Problem to solve — Could you copy every line of the data that contains "bank"?

Data section —

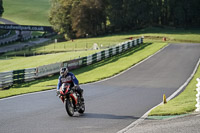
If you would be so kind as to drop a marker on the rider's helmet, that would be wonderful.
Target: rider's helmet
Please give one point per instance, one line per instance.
(63, 71)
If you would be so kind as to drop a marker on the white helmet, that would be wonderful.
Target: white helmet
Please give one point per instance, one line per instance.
(63, 71)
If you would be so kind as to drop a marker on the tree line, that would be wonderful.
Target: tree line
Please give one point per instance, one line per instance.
(80, 18)
(1, 8)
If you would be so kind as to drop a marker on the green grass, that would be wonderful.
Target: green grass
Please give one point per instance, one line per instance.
(27, 12)
(182, 104)
(107, 68)
(16, 63)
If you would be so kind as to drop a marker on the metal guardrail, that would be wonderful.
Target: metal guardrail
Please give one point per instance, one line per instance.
(24, 75)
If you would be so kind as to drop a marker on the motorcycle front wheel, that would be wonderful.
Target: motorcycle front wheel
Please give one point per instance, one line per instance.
(69, 106)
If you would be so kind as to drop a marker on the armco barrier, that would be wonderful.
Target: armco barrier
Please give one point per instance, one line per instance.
(20, 76)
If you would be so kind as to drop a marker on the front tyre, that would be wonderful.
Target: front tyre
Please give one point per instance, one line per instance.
(69, 106)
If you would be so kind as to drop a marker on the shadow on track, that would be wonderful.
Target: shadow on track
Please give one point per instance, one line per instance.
(106, 116)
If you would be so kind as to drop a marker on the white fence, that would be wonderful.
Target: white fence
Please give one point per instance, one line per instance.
(20, 76)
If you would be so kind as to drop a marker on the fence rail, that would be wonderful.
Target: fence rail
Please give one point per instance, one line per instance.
(19, 76)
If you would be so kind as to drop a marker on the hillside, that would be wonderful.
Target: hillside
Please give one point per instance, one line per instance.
(27, 12)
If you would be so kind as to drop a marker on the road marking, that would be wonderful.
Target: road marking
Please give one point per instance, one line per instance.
(26, 94)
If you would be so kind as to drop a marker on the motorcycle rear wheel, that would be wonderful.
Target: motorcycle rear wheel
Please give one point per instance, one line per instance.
(69, 107)
(82, 109)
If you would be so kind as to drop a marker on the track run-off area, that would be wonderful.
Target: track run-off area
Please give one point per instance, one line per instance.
(111, 104)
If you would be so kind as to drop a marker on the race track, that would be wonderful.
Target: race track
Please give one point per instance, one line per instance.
(111, 105)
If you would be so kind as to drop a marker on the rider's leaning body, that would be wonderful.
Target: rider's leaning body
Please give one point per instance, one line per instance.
(68, 77)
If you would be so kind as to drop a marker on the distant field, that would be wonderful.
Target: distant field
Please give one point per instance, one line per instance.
(27, 12)
(151, 35)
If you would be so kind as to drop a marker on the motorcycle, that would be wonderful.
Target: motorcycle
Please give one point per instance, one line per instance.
(71, 99)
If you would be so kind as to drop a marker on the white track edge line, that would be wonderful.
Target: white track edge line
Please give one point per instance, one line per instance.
(135, 123)
(92, 82)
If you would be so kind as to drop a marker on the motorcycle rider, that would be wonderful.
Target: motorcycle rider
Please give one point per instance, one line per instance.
(68, 77)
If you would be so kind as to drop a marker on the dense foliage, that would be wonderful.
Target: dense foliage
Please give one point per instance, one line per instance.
(1, 8)
(78, 18)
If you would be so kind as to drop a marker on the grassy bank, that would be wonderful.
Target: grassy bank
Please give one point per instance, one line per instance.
(182, 104)
(107, 68)
(16, 63)
(25, 12)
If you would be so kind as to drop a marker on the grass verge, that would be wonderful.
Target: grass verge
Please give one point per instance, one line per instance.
(182, 104)
(107, 68)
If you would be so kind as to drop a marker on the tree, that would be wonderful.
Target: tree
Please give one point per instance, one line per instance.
(89, 17)
(60, 17)
(1, 8)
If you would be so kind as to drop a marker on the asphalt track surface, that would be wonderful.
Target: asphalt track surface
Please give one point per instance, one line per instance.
(111, 105)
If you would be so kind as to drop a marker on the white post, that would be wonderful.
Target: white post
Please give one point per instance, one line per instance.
(198, 95)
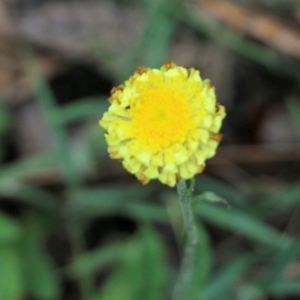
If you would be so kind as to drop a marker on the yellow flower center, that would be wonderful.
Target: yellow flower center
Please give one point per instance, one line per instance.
(161, 117)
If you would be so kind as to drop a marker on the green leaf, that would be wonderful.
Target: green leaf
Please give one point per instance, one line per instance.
(42, 279)
(116, 200)
(281, 261)
(224, 280)
(232, 196)
(11, 279)
(91, 261)
(80, 110)
(243, 224)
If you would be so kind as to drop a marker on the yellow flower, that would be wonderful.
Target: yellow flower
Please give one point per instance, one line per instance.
(163, 123)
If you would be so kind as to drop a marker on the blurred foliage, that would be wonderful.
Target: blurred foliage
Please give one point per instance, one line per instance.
(139, 265)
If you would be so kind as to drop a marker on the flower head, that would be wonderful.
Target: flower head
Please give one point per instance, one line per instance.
(163, 123)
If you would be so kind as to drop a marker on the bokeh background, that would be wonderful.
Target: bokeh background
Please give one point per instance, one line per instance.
(74, 224)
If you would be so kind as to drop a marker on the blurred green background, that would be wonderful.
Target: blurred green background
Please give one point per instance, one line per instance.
(74, 224)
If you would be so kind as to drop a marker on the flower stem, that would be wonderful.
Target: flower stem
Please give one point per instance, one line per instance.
(191, 242)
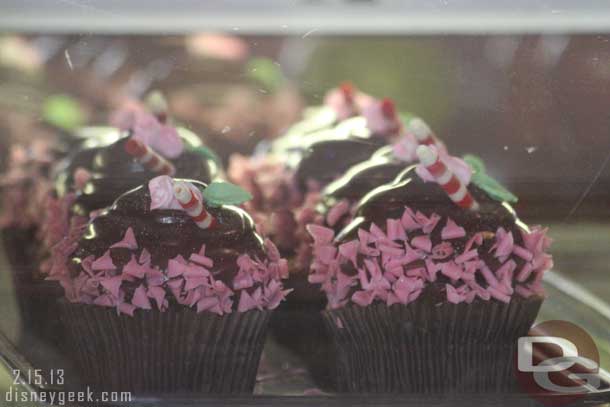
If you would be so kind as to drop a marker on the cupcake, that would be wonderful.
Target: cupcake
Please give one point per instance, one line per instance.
(434, 273)
(170, 290)
(112, 161)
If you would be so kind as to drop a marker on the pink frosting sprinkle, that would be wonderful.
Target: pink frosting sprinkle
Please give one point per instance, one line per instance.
(387, 264)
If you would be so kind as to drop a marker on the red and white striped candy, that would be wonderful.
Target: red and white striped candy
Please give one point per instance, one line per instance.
(423, 134)
(149, 158)
(192, 205)
(451, 184)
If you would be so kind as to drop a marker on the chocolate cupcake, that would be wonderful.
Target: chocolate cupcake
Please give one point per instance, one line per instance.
(109, 162)
(312, 154)
(434, 274)
(170, 290)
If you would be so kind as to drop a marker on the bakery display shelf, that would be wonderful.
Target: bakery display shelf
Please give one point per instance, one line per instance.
(284, 381)
(305, 17)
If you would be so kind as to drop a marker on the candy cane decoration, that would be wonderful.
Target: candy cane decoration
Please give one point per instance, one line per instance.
(421, 131)
(451, 184)
(149, 158)
(192, 205)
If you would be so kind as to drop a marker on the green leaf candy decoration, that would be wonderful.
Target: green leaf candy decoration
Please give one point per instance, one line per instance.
(64, 112)
(492, 187)
(224, 193)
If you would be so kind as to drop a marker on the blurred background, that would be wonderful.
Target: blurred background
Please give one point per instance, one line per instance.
(534, 106)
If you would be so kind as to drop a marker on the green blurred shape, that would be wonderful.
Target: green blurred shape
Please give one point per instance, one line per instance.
(64, 112)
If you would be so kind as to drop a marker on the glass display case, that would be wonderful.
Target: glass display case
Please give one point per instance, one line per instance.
(309, 202)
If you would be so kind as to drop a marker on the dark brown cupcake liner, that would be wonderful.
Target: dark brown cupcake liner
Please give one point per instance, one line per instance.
(428, 347)
(35, 296)
(176, 351)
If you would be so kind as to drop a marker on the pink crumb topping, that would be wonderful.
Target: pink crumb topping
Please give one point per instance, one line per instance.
(395, 265)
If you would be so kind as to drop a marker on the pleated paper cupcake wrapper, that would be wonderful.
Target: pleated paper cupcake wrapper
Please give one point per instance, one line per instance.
(176, 351)
(424, 347)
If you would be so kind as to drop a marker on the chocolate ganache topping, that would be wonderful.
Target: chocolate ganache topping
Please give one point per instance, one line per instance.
(150, 248)
(113, 171)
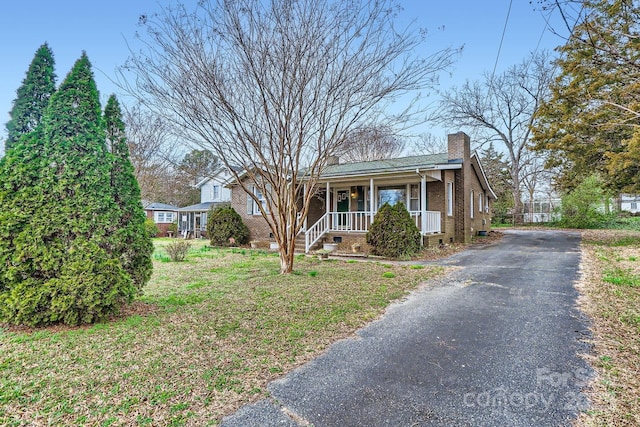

Task solution —
If you would be so kind as to drop a marker on the grassy bank, that would be wonderful.
Target: grassy bank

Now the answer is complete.